▶ [YOUR ASSIGNMENT]: Write out each entry below exactly; the images do not belong in your copy.

Dataset records
○ ○ ○ ○

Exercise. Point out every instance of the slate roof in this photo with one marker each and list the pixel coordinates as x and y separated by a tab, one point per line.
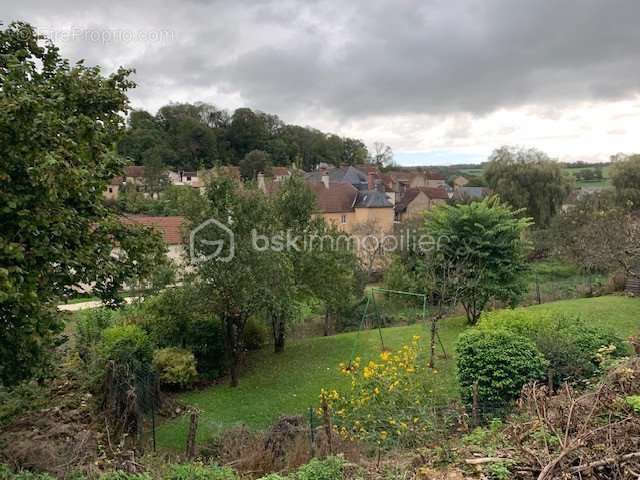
372	199
474	193
134	171
169	227
339	197
342	174
409	196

○ ○ ○ ○

▶ [THE ANSWER]:
Exercise. Point out every instance of the slate roof in this photo with one marker each and list the pixel coordinates as x and y separated by a tab, one point per line.
372	199
474	193
134	171
169	227
339	197
342	174
409	196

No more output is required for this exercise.